### Problem description
Write the data out again exactly, with no pictures.

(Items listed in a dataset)
○ ○ ○

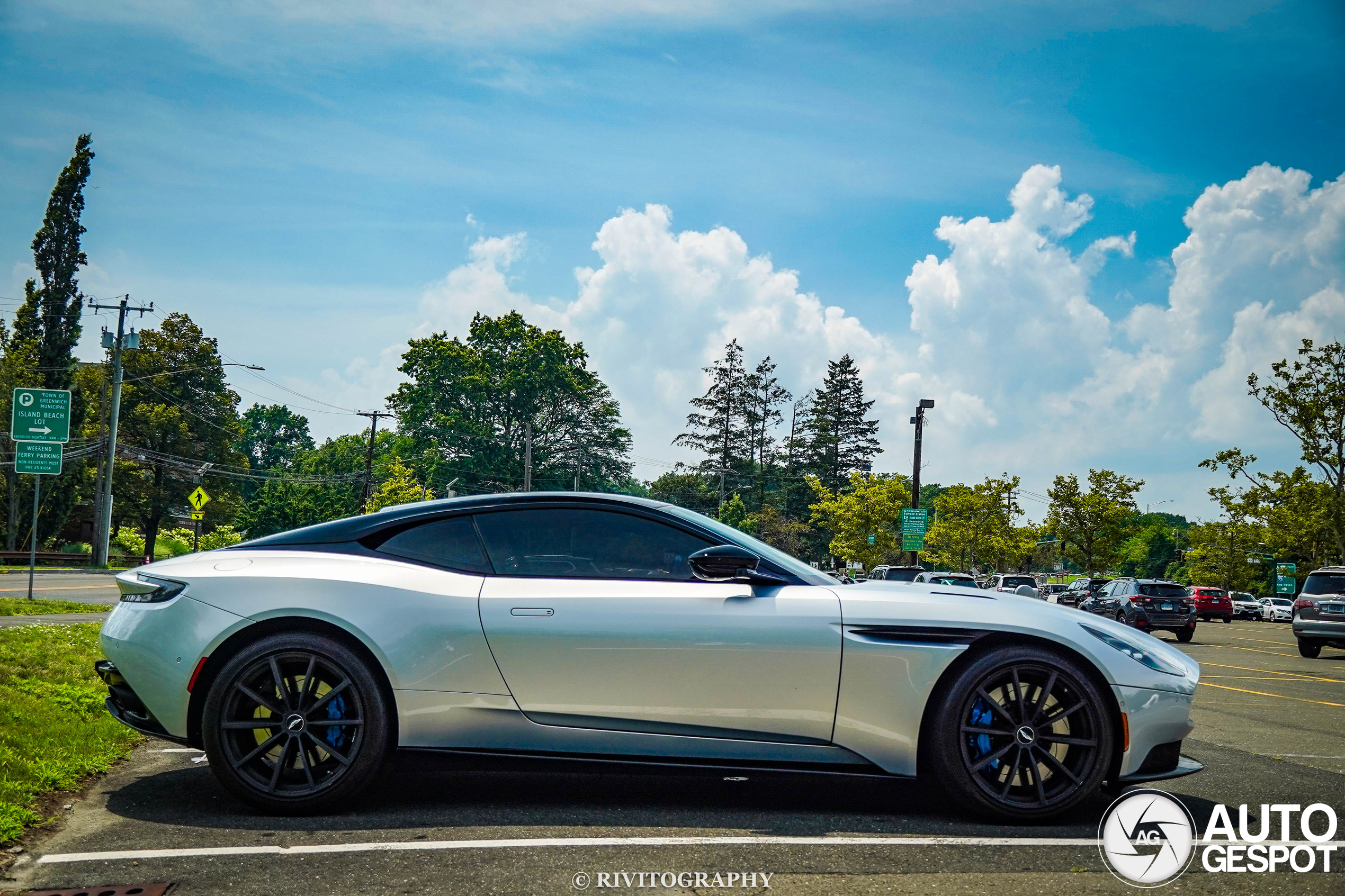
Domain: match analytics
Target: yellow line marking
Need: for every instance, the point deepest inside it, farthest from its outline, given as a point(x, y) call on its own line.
point(1299, 675)
point(1262, 693)
point(64, 587)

○ ○ ○

### Answer for the task
Domain: match analytics
Target: yellow line marking
Need: for every instance, the point deepest inside it, farthest from its outline, given as a point(x, y) call on its own line.
point(1299, 675)
point(1262, 693)
point(64, 587)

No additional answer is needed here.